"""

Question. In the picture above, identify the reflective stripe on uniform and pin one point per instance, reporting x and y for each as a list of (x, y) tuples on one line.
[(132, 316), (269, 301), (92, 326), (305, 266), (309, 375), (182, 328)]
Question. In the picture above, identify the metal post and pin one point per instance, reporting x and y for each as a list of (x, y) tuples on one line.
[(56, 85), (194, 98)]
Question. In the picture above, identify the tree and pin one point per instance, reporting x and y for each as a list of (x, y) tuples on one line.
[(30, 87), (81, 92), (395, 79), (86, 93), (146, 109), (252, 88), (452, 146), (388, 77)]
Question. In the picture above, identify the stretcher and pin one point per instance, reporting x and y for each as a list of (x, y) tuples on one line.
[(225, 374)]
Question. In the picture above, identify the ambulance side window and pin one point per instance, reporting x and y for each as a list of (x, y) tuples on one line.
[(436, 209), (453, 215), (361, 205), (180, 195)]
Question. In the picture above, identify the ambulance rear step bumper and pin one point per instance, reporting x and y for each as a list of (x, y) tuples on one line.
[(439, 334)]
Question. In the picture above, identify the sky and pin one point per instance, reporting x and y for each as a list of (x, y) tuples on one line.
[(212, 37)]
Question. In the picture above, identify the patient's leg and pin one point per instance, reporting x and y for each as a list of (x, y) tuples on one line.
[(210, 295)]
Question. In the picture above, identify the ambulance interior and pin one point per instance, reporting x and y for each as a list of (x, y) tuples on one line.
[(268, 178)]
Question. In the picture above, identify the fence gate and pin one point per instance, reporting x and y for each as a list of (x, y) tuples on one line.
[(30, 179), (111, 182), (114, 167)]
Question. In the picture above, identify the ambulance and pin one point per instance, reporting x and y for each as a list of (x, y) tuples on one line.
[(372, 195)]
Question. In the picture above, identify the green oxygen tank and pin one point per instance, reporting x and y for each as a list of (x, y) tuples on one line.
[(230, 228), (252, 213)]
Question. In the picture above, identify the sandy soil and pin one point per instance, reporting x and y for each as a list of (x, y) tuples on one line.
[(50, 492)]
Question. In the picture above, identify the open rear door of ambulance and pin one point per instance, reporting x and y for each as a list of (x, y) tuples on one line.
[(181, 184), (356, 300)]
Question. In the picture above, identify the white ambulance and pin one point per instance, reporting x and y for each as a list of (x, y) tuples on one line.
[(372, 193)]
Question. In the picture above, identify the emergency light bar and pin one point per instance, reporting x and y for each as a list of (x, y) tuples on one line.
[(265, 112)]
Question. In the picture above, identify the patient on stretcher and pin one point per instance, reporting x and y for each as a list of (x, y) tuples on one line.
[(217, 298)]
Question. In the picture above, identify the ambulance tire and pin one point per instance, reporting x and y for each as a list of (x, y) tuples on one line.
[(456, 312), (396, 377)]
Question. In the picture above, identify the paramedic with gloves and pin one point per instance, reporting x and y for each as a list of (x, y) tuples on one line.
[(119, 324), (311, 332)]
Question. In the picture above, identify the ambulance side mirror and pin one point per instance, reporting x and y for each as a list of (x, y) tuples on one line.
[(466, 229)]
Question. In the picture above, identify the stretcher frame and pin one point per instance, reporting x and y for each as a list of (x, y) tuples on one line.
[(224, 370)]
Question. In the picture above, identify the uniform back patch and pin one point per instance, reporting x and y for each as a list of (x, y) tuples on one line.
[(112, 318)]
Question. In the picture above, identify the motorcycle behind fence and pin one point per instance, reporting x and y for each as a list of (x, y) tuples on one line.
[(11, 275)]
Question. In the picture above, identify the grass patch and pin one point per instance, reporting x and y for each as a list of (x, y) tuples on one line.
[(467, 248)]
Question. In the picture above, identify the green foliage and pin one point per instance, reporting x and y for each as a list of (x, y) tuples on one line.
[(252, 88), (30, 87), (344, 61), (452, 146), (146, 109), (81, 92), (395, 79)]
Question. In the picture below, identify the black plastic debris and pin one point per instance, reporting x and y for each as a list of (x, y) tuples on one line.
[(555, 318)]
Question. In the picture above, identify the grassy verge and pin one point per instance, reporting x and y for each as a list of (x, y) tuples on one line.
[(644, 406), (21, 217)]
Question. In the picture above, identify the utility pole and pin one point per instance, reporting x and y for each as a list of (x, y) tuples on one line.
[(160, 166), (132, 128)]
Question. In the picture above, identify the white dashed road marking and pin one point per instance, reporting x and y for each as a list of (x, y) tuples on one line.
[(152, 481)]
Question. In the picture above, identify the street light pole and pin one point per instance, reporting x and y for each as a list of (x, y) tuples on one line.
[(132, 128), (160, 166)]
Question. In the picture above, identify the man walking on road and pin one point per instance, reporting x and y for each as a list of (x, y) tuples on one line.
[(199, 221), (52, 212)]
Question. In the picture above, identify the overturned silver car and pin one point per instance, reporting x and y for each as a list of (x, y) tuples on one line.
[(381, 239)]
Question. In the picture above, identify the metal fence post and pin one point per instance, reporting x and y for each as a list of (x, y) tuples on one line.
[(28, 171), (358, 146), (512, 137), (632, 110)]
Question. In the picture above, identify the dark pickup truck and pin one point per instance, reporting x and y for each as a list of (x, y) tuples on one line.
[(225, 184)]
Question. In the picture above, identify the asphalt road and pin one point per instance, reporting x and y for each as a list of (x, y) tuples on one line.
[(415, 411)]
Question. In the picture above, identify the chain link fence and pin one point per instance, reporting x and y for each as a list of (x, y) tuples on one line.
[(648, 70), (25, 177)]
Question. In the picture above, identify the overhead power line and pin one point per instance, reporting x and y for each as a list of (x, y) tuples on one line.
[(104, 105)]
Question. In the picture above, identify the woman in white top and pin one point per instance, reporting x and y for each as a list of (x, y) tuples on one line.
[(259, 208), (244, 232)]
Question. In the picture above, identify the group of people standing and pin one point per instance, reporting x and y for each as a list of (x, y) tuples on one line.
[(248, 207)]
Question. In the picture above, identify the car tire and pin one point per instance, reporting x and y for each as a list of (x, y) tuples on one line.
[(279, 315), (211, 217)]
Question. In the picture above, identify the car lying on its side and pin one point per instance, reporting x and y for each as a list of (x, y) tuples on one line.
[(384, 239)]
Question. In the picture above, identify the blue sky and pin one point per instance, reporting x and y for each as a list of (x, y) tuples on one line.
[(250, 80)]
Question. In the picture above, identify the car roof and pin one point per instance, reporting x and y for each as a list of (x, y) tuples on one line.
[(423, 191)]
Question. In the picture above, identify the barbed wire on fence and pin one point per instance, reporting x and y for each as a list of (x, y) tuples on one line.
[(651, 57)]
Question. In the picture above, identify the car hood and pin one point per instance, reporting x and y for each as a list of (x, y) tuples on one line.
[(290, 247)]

"""

● Requirements:
Reproduce all of the material above verbatim, keeping every line in its original order.

● Output:
Question. In the picture above, identify the reflective stripe on uniform and pin one point per instance, reporting x and y for each as a list of (x, y) tuples on one line.
[(132, 316), (269, 301), (92, 326), (305, 266), (309, 375), (182, 328)]
Question. In the picture above, identify the metal post and pin one point per instance, reporting x and y for each as a list of (x, y) tuples on one line.
[(56, 85), (194, 98)]
Question. In the picture above, identify the tree and pin one point per instance, reporting x and y for each as a list of (x, y) tuples on one line.
[(30, 87), (81, 92), (395, 79), (86, 93), (146, 109), (252, 88), (452, 146), (388, 77)]
Question. In the picture above, identify the stretcher and pin one point per instance, reporting x and y for each as a list of (x, y) tuples on one line.
[(225, 374)]
Question. In the picture above, identify the ambulance side window and pin one point per instance, reporting x and y for each as a list of (x, y) tuples on one line.
[(436, 209), (453, 215), (361, 205), (180, 195)]
Question. In the picture above, identify the ambulance rear step bumper and pin one point per instance, reporting x and y for each as a list of (x, y) tuples on one line.
[(439, 334)]
Question. In the picture above, identify the sky and pin one point per instance, reporting x and y for each as a list of (x, y) tuples on one line.
[(212, 37)]
Question. In the picture above, identify the patient's leg and pin one point per instance, reporting x and y for each as a list of (x, y) tuples on one line.
[(210, 295)]
Question. In the picture above, identify the ambulance interior and pin one point per instance, reporting x and y for each as a list of (x, y) tuples on one line.
[(268, 178)]
Question. In the picture above, identify the fence gate and pin one point per instance, reporting x and y for each as a list of (x, y) tuples on one line.
[(30, 179), (111, 182), (114, 167)]
Question. In the picture above, identify the ambulance and pin one point per instance, reporting x and y for each as a list of (x, y) tuples on one line.
[(372, 195)]
Question. In the picture above, identify the green oxygen tank and pin one point per instance, reporting x and y for each as a list of (x, y) tuples on one line.
[(230, 228), (252, 213)]
Question. In the picture above, identify the sandy soil and pin one point per instance, reporting x and y for each as a list of (x, y) tuples on one line.
[(50, 492)]
Question. In the picture above, identify the open rear door of ambulance and pin one point per instance, reporting x and y for each as a list of (x, y) tuples on one line.
[(181, 184), (356, 300)]
Question. In the picture above, identify the white ambulance and pin one point per instance, reporting x and y for each as a list of (x, y) tuples on one line.
[(372, 193)]
Question. In the picture above, identify the emergency light bar and pin one point per instance, reporting x and y for each as a list of (x, y) tuples on one line.
[(265, 112)]
Question. In the picture above, identify the patient on stretcher and pin one point per instance, reporting x and y for each as a list of (x, y) tuples on one line.
[(217, 298)]
Question. In the picture above, identify the ambulance tire and pin one point per instance, reporting x and y for each as a list of (x, y) tuples on one line.
[(456, 312), (396, 377)]
Question. In the picture above, identify the paramedic with gloves and pin one point per instance, reporting x and y for each as a list of (x, y) tuples on one line.
[(119, 324), (311, 332)]
Question. In the picture above, identify the ambulance side mirror and pin one point per instance, reporting x and y for each as a list of (x, y) tuples on one line.
[(466, 229)]
Question. In the picture above, identify the stretcher frame and pin one point per instance, reporting x and y for each as a list of (x, y) tuples on one line.
[(224, 370)]
Question. In the picture above, identify the uniform back patch and pin one point per instance, reporting x and y for each as a list of (x, y) tuples on one line.
[(112, 318)]
Question. In the picture above, identify the motorcycle behind fence and pin one point per instance, reporting x and y for each as a list of (x, y) tuples on one line.
[(11, 275)]
Question. In the picture above, identify the grass patch and pin one point per instance, reporting x and y for each as a list of (x, y) tuples on one line.
[(467, 248)]
Question. In the picture above, identify the green foliage and pin one point per instance, reporting x and y for each as a list of (x, y) tuples on one line.
[(252, 88), (30, 87), (344, 61), (452, 146), (146, 109), (81, 92), (395, 79)]
Question. In the picture below, identify the black plastic debris and pin one point per instance, reporting x and y for each as a list of (x, y) tuples on one line.
[(555, 318)]
Question. In the picture above, identify the grassy verge and pin one point per instance, reporting x and y for each as a list of (x, y) tuples on one line.
[(644, 406), (21, 217)]
Question. In the picture above, identify the utility pole and pin one point per instance, reporting x and y for each as a list of (x, y) tuples on one line.
[(160, 166), (132, 128)]
Question. In the picture above, identify the white dashed road marking and pin one point per instance, reporting x and y for each as a list of (x, y) tuples on one line.
[(152, 481)]
Question. In the picture above, identify the street light pole and pin one point per instance, reporting x and y for each as a list of (x, y) tuples on one line.
[(132, 128), (160, 166)]
Question. In the picture above, identify the man walking on road and pin one point per instance, reporting x and y for each as a list of (x, y) tuples on one line.
[(199, 221), (52, 212)]
Question. In the picture above, identify the overturned silver car and pin one point per instance, reporting x and y for each as a list of (x, y) tuples on one line.
[(381, 239)]
Question. In the picture above, identify the metal fence post and pin one point per instance, reporting x and y for each as a list of (x, y) tuples on one line.
[(28, 171), (358, 146), (512, 137), (632, 110)]
Question. In the picture above, identify the dark pickup truck and pin one point per instance, reporting x and y for each as a list of (x, y) tuples on one line.
[(225, 184)]
Question. In the picture above, identify the asphalt road and pin one point per instance, reporting x and y for each as a list of (x, y) tuples on one line.
[(415, 411)]
Question. In the picture above, identify the chain link fence and pin one point per instance, reporting x and y for each as a list of (x, y) tuples on one line.
[(648, 70), (25, 177)]
Question. In the picture above, identify the overhead power line and pin one point per instance, reporting x and y for each as a list of (x, y) tuples on one line.
[(104, 105)]
Question. In the picture above, identify the woman in white top and pin one point per instance, reporting x and y for each as a list of (x, y) tuples on one line.
[(259, 208), (244, 232)]
Question. In the picture above, identify the group of people standing and pin one point per instance, reporting x and y for each as a list of (x, y) tuples on one line.
[(248, 207)]
Question. In the picture above, identify the car tire and pin one point per instance, reporting x and y for each as a list of (x, y) tuples on one line.
[(279, 315), (211, 217)]
Question. In the picture above, identify the car lying on its side and pin one point per instance, reporting x and y for each as a list of (x, y) tuples on one line.
[(384, 239)]
Question. In the picture above, identify the blue sky and pin one point per instance, reporting x and y for each as a list of (x, y) tuples on one line.
[(250, 80)]
Question. In the picture above, identify the car roof and pin one point per instance, reporting x and y for each as a list of (x, y) tuples on one line.
[(423, 191)]
Question. In the picture above, identify the barbed wire on fence and pin one point per instance, reporting x and y for each as a list of (x, y) tuples on one line.
[(651, 57)]
Question. In the picture above, identify the car hood and pin one point per instance, reporting x and y for each as a list of (x, y) tuples on one line.
[(290, 247)]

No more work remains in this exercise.